• _Task details_
A word-for-word copy of the entries, with the images left out, is what you should write.

Saved entries:

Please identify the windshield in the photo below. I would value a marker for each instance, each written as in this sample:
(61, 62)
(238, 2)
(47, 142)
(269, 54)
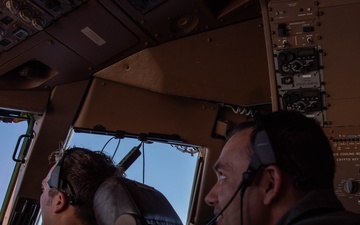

• _Output below_
Please identify the windshield in the photo below. I would value a marker for each instance, each written as in this sample:
(61, 62)
(238, 2)
(47, 142)
(269, 54)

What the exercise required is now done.